- [Text under study]:
Now, you're going to fit multiple clustering algorithms on each dataset below.

For each dataset:
- Make a ggplot of the data
- fit a K-Means Model
- fit a GMM
- make a ggplot with colored clusters for each model

Either choose k by making a plot and using your own judgement, or by trying out different k's and seeing which works best using the BIC.

See how well GMM and KM perform. Do both do well? Does one do better than the other? Do both do poorly?

### Very Distinct Clusters

In [None]:
d1 = pd.read_csv("https://raw.githubusercontent.com/katherinehansen2/CPSC392Hansen/refs/heads/main/data/GMM_Classwork_01.csv")



In [None]:
# K-Means


In [None]:
# GMM


TODO: Reflection

 Do both do well? Does one do better than the other? Do both do poorly?





### Cluster in Cluster

In [None]:
d2 = pd.read_csv("https://raw.githubusercontent.com/katherinehansen2/CPSC392Hansen/refs/heads/main/data/KMEM4.csv")



In [None]:
# K-Means


In [None]:
# GMM


TODO: Reflection

 Do both do well? Does one do better than the other? Do both do poorly?

### Oblong Clusters

In [None]:
d3 = pd.read_csv("https://raw.githubusercontent.com/katherinehansen2/CPSC392Hansen/refs/heads/main/data/GMM_Classwork_02.csv")


In [None]:
# K-Means


In [None]:
# GMM


TODO: Reflection

 Do both do well? Does one do better than the other? Do both do poorly?

- [Study material]:

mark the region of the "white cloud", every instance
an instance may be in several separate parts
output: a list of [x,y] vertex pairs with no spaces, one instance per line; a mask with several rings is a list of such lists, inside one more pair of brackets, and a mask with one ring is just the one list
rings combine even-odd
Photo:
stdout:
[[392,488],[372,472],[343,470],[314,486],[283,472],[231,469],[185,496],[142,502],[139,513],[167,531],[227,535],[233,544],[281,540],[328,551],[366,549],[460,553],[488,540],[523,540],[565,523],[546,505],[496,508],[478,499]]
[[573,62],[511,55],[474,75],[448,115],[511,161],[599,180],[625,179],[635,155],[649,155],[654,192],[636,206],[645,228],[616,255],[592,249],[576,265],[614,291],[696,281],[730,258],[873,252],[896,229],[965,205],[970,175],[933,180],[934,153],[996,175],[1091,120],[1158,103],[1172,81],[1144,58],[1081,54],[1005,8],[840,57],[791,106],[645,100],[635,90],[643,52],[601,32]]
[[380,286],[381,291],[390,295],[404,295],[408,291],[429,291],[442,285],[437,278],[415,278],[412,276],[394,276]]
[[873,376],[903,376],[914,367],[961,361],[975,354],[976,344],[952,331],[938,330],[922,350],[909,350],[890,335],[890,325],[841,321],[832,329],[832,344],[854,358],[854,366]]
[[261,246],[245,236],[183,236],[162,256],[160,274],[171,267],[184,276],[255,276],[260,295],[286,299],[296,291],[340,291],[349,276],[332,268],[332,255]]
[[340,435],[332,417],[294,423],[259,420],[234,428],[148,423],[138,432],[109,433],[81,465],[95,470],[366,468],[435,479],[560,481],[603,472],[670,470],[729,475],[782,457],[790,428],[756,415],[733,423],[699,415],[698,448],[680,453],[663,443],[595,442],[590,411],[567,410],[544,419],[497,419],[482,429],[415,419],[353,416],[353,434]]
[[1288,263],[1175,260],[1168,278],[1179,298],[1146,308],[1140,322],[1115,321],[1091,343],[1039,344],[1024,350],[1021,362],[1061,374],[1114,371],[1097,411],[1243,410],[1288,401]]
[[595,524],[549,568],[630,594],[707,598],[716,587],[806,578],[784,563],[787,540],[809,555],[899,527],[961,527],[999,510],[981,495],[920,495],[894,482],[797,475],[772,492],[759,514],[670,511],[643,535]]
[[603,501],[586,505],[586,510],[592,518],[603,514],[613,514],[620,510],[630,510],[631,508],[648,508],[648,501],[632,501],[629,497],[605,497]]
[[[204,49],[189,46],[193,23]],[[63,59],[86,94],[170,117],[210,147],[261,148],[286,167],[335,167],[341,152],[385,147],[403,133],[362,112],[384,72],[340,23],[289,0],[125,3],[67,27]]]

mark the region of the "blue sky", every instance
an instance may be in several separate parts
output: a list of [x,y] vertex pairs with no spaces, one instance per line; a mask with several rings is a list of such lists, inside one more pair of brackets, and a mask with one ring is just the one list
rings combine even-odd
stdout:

- [Tasks and exercises]:
**a.** In the clustering notebook, what can be used to decide which value of k works best when trying out different k's?
**b.** Reproduce the clustering notebook from "Now, you're going" to "using the BIC.".
The rows have no connection to the clustering notebook.

- [Solutions to each task]:
**a.** The BIC.

**b.**
Now, you're going to fit multiple clustering algorithms on each dataset below.

For each dataset:
- Make a ggplot of the data
- fit a K-Means Model
- fit a GMM
- make a ggplot with colored clusters for each model

Either choose k by making a plot and using your own judgement, or by trying out different k's and seeing which works best using the BIC.